**PROBLEM TO WORK ON:**
Please pick out every line of the data below that contains the string "plaque" and copy each one. Matching is case-sensitive.

───── DATASET RECORDS ─────

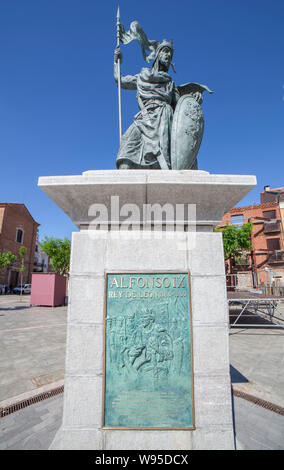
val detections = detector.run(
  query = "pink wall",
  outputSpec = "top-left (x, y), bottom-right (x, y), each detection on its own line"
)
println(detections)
top-left (30, 273), bottom-right (67, 307)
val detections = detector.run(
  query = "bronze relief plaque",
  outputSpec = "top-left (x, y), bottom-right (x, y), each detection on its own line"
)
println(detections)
top-left (103, 272), bottom-right (194, 429)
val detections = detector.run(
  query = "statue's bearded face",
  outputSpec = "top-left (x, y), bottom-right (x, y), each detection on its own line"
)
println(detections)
top-left (159, 47), bottom-right (172, 68)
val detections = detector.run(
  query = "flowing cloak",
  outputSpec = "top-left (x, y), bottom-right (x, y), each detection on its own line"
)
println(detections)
top-left (116, 68), bottom-right (178, 168)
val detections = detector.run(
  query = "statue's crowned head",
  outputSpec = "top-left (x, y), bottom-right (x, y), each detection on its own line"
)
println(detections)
top-left (152, 39), bottom-right (174, 69)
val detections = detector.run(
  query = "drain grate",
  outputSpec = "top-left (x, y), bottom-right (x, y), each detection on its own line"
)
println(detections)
top-left (0, 385), bottom-right (284, 418)
top-left (0, 385), bottom-right (64, 418)
top-left (233, 390), bottom-right (284, 416)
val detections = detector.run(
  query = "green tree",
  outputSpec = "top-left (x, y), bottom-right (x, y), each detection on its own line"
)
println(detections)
top-left (40, 237), bottom-right (71, 275)
top-left (0, 251), bottom-right (17, 269)
top-left (19, 246), bottom-right (27, 301)
top-left (214, 222), bottom-right (253, 272)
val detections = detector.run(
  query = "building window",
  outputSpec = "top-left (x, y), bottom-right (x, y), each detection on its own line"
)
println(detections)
top-left (231, 214), bottom-right (244, 225)
top-left (263, 210), bottom-right (276, 220)
top-left (266, 238), bottom-right (280, 251)
top-left (16, 228), bottom-right (23, 243)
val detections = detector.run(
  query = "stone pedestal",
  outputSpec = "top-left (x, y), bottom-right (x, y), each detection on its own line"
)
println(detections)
top-left (39, 170), bottom-right (256, 450)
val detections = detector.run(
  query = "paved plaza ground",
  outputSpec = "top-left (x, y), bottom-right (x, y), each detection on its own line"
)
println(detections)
top-left (0, 295), bottom-right (284, 450)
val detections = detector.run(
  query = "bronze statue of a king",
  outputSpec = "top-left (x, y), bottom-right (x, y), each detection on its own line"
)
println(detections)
top-left (114, 12), bottom-right (212, 170)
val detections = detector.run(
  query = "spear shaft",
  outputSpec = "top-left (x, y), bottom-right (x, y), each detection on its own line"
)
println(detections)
top-left (116, 7), bottom-right (122, 142)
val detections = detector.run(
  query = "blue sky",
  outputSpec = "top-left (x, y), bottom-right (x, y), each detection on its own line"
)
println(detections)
top-left (0, 0), bottom-right (284, 238)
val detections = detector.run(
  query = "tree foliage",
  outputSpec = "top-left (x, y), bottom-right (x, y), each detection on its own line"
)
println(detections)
top-left (40, 237), bottom-right (71, 275)
top-left (0, 251), bottom-right (17, 269)
top-left (215, 222), bottom-right (253, 259)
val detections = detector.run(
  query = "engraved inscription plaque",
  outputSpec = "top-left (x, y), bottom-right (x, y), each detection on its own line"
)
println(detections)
top-left (103, 272), bottom-right (194, 429)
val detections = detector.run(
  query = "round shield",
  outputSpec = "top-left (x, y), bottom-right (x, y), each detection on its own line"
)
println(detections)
top-left (171, 95), bottom-right (204, 170)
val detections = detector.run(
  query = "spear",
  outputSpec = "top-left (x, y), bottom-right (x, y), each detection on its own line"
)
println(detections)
top-left (116, 7), bottom-right (122, 141)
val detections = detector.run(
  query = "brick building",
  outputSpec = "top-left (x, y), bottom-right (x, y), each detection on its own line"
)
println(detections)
top-left (220, 186), bottom-right (284, 287)
top-left (0, 202), bottom-right (39, 288)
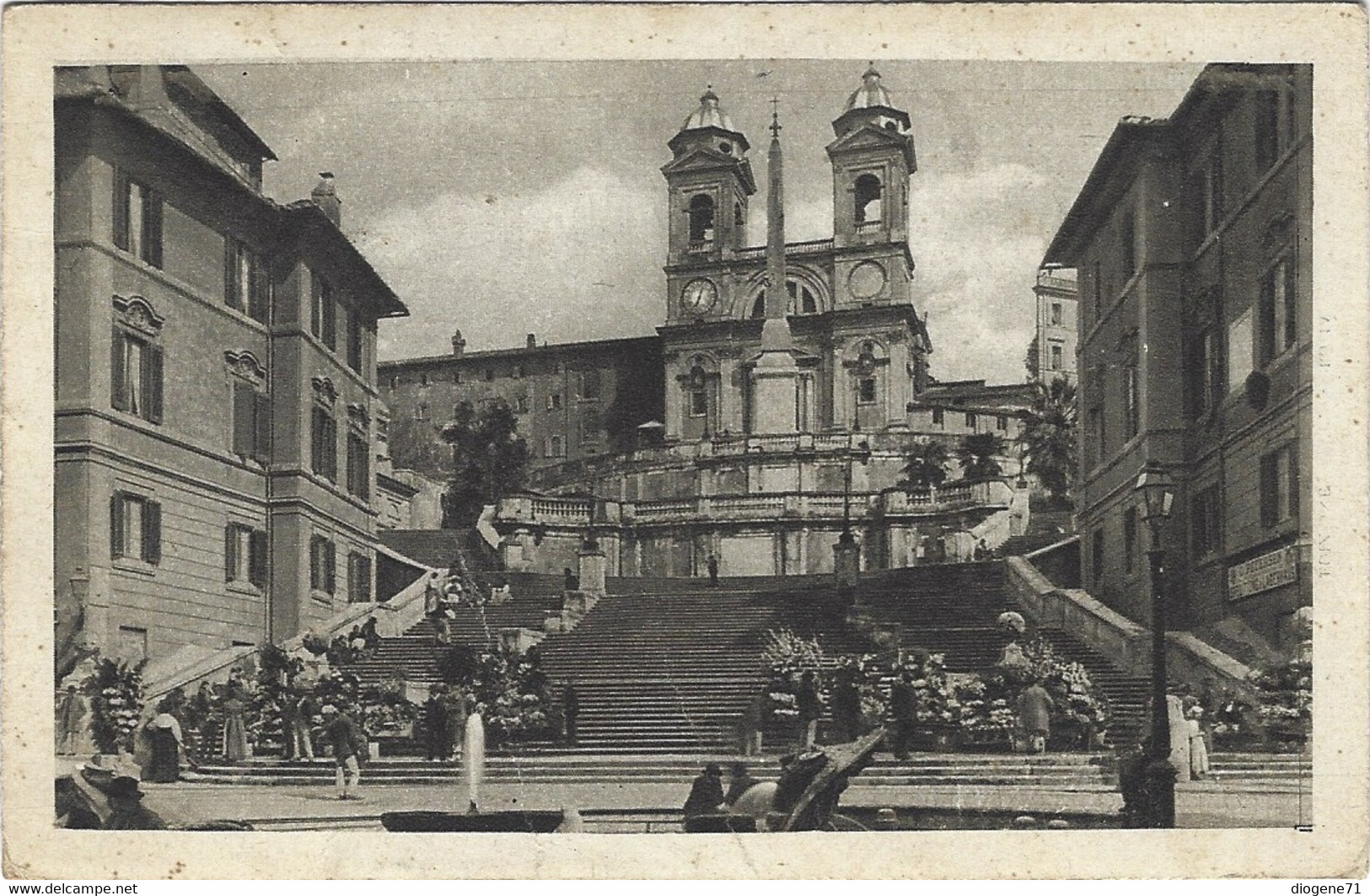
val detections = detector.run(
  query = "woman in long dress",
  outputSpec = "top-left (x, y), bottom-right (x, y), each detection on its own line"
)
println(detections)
top-left (462, 706), bottom-right (485, 815)
top-left (1166, 693), bottom-right (1190, 781)
top-left (223, 692), bottom-right (250, 762)
top-left (1185, 697), bottom-right (1208, 781)
top-left (142, 703), bottom-right (182, 784)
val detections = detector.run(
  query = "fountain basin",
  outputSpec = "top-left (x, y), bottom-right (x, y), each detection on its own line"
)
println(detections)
top-left (381, 810), bottom-right (565, 834)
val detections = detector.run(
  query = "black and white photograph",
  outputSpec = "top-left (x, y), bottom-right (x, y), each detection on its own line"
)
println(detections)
top-left (4, 6), bottom-right (1367, 877)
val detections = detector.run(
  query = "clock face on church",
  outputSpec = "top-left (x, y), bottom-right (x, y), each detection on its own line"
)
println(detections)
top-left (681, 276), bottom-right (718, 314)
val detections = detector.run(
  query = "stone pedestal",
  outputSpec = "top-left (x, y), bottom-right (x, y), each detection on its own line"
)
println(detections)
top-left (577, 545), bottom-right (605, 598)
top-left (752, 347), bottom-right (798, 436)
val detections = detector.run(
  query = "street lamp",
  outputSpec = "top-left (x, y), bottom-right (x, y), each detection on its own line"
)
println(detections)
top-left (1133, 460), bottom-right (1175, 828)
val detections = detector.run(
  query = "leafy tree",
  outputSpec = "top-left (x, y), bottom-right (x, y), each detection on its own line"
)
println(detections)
top-left (899, 438), bottom-right (951, 491)
top-left (1021, 377), bottom-right (1080, 502)
top-left (443, 399), bottom-right (529, 528)
top-left (956, 433), bottom-right (1006, 480)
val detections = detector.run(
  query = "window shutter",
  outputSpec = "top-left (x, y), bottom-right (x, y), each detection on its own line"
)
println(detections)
top-left (324, 291), bottom-right (338, 351)
top-left (223, 523), bottom-right (239, 582)
top-left (248, 528), bottom-right (267, 587)
top-left (110, 327), bottom-right (129, 411)
top-left (142, 190), bottom-right (162, 267)
top-left (223, 237), bottom-right (243, 311)
top-left (309, 271), bottom-right (324, 335)
top-left (233, 379), bottom-right (256, 458)
top-left (252, 392), bottom-right (271, 466)
top-left (142, 346), bottom-right (162, 423)
top-left (1285, 445), bottom-right (1299, 517)
top-left (248, 256), bottom-right (271, 324)
top-left (142, 502), bottom-right (162, 566)
top-left (1260, 455), bottom-right (1280, 526)
top-left (114, 171), bottom-right (129, 250)
top-left (110, 492), bottom-right (123, 561)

─────

**RESPONSE TO THIS EXERCISE:**
  query = "bronze relief plaque",
  query = "engraved inscription plaque",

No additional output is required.